[Referring expression pointing data]
⁂
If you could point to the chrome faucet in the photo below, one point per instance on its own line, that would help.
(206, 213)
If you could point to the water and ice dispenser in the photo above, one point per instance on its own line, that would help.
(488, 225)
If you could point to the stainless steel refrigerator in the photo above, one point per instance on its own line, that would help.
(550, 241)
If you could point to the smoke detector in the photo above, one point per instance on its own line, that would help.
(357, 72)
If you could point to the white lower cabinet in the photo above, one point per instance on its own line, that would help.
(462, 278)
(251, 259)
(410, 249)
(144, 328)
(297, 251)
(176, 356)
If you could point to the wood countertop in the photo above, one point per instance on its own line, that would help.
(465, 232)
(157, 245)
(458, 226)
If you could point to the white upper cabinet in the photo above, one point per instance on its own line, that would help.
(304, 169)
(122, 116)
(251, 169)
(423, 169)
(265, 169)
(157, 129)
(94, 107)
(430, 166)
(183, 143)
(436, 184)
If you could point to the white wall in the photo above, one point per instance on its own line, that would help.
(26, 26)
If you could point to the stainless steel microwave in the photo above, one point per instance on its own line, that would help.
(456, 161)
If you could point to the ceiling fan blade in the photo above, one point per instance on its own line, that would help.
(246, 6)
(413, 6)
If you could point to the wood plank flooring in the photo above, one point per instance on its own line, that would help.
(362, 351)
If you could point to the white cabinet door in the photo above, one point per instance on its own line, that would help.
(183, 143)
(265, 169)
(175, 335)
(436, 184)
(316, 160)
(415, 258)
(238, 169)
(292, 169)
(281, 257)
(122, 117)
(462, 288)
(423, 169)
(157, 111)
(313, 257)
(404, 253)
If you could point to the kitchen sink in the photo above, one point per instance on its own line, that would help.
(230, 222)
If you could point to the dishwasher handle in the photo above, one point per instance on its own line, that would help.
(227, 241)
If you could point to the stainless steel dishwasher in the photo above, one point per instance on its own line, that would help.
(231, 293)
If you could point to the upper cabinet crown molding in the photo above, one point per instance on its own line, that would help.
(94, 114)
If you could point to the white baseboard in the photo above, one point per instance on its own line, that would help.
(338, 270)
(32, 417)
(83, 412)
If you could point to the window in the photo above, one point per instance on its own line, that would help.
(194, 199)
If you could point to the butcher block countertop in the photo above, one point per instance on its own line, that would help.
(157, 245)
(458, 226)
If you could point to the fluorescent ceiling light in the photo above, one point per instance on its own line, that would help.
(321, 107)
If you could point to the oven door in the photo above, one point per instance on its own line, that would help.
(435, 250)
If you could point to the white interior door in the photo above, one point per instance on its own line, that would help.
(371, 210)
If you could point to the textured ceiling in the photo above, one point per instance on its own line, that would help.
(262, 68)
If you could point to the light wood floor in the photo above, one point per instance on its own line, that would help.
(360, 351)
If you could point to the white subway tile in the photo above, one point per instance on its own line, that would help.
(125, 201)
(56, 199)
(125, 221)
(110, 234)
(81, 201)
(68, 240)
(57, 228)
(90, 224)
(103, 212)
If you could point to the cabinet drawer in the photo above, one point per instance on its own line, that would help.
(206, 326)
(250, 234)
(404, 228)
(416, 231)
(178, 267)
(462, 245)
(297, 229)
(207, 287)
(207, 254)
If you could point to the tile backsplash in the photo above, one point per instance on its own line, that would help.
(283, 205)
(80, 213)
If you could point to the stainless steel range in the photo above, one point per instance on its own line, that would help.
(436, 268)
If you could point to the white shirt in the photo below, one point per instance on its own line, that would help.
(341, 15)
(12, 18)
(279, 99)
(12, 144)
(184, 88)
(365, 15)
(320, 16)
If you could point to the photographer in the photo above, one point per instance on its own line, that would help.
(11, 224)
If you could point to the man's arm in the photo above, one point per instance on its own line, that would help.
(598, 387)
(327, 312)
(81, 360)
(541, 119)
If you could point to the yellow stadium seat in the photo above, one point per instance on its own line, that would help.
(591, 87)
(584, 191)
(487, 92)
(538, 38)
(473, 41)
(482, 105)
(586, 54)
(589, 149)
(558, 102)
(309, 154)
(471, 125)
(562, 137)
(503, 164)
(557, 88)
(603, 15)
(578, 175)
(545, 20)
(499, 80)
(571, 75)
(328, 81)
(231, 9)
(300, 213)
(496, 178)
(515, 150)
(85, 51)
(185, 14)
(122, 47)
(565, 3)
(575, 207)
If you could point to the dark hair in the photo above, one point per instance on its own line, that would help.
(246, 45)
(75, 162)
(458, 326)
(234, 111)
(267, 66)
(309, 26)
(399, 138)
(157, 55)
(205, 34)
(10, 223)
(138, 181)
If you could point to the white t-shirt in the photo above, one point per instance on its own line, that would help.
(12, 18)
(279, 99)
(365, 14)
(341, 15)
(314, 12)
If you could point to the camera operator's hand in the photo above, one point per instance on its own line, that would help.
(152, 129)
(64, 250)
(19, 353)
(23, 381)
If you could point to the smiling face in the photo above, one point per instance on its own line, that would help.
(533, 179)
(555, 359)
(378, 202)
⁂
§ EXERCISE PROMPT
Only an exact transcription of all the entries will do.

§ ANSWER FOR THIS EXERCISE
If you could point to the chrome faucet in the photo below, one point per instance on its own line, that would help.
(206, 213)
If you could point to the water and ice dispenser in the photo above, one point per instance on its own line, that would help.
(488, 225)
If you could point to the stainless steel refrigerator in the photo above, one point per instance on its own line, that would help.
(550, 241)
If you could point to the smoke detector in the photo above, one point per instance on its own line, that would help.
(357, 72)
If you could point to the white lower cabinet in the photo above, one point per instance on its own line, that would help.
(462, 278)
(251, 259)
(410, 249)
(144, 328)
(297, 251)
(176, 356)
If you could point to the wood countertop in the photo above, one point per instance on its own line, that would help.
(465, 232)
(157, 245)
(458, 226)
If you could point to the white upper cabinet in the photo above, one point per instance on its own line, that would help.
(304, 169)
(122, 116)
(251, 169)
(423, 169)
(265, 169)
(157, 129)
(94, 107)
(430, 166)
(183, 143)
(436, 184)
If you could point to the white wall in the photo above, one point per instance on its own line, that would help.
(26, 26)
If you could point to the stainless steel microwave in the photo above, one point per instance on its own line, that would help.
(456, 161)
If you could point to the ceiling fan blade in the photo above, one point per instance on its own line, that would help.
(246, 6)
(413, 6)
If you could point to the wood plank flooring in the photo above, one point per instance on its own line, that would help.
(362, 351)
If you could point to the white cabinet door in the photo above, one point per instance on its own line, that would help.
(183, 143)
(265, 169)
(175, 335)
(436, 184)
(316, 160)
(415, 258)
(238, 169)
(292, 169)
(281, 257)
(122, 117)
(462, 288)
(423, 169)
(157, 111)
(313, 257)
(404, 253)
If you could point to the kitchen sink in the photo above, one point per instance on its own line, that would help.
(230, 222)
If you could point to the dishwasher handle in the photo above, one point per instance on its own line, that would help.
(227, 241)
If you could point to the stainless steel dishwasher in the photo above, one point per instance on its own line, that would help.
(231, 293)
If you could point to the upper cabinet crown molding in the photo above, one point per instance on its own line, that would help.
(94, 114)
If you could point to the white baseboard in the photo above, one point per instance on its own line, that would help.
(338, 270)
(32, 417)
(83, 412)
If you could point to the window in the photo above, one point per instance on its own line, that would help.
(194, 199)
If you could point to the butcher block countertop in the photo above, one point per instance on its own line, that would help.
(157, 245)
(458, 226)
If you could point to the fluorescent ceiling light in the photo above, one point per instance on its own line, that would help.
(321, 107)
If you could point to the oven door in the photo above, one point per instance on its own line, that would help.
(435, 250)
If you could point to the white interior door in the photo above, one point per instance on its own line, that would help.
(371, 210)
If you could point to the textured ceiling in the photo above, one point per instance on its own line, that would help.
(262, 68)
If you could point to the light wood floor in the photo above, one point per instance on its own line, that would help.
(360, 351)
If you could point to the white subway tile in the photo above, one point per instance on its own line, that would help.
(125, 201)
(56, 199)
(125, 221)
(110, 234)
(81, 201)
(68, 240)
(57, 228)
(90, 224)
(103, 212)
If you could point to the cabinet drawer in the photo above, one point per instance on its own line, that would help.
(206, 326)
(250, 234)
(404, 228)
(416, 231)
(178, 267)
(462, 245)
(297, 229)
(207, 287)
(207, 254)
If you could point to the tile backsplash in the photo above, one point per instance on its own line, that would help.
(283, 205)
(80, 213)
If you could point to the stainless steel range in the photo above, one point per instance on its own line, that would help.
(436, 268)
If you could point to the white shirt in the photo below, one point per instance on its own line, that would help.
(341, 15)
(12, 18)
(279, 99)
(12, 144)
(184, 88)
(365, 15)
(320, 16)
If you could point to the photographer in the photo above, one point per instance on its own line, that would help.
(11, 224)
If you could point to the man's arm in the photo above, one point per instance on its own line, that would help.
(598, 387)
(327, 312)
(81, 360)
(541, 119)
If you could point to the yellow stadium seat in the photo above, one point per instance on its own line, that would help.
(591, 87)
(584, 191)
(487, 92)
(538, 38)
(473, 41)
(482, 105)
(586, 54)
(589, 149)
(558, 102)
(309, 154)
(471, 125)
(562, 137)
(503, 164)
(557, 88)
(603, 15)
(578, 175)
(545, 20)
(499, 80)
(571, 75)
(328, 81)
(231, 9)
(300, 213)
(496, 178)
(515, 150)
(85, 51)
(185, 14)
(122, 47)
(565, 3)
(575, 207)
If you could point to the dark hair in the photo above, one point per instance on its own line, that would help.
(246, 45)
(75, 162)
(458, 326)
(234, 111)
(267, 66)
(309, 26)
(399, 138)
(157, 55)
(205, 34)
(10, 223)
(138, 181)
If you could point to the white t-shirt in the photo above, one point per instance on its own line, that would help.
(12, 18)
(279, 99)
(365, 14)
(341, 15)
(314, 12)
If you could point to the camera operator's hand in the photo above, one point per instance on its own line, that would help.
(152, 129)
(64, 250)
(19, 353)
(23, 381)
If you could point to the smiling face in the photo above, one point per instance on its own line, that would help.
(533, 179)
(555, 359)
(378, 202)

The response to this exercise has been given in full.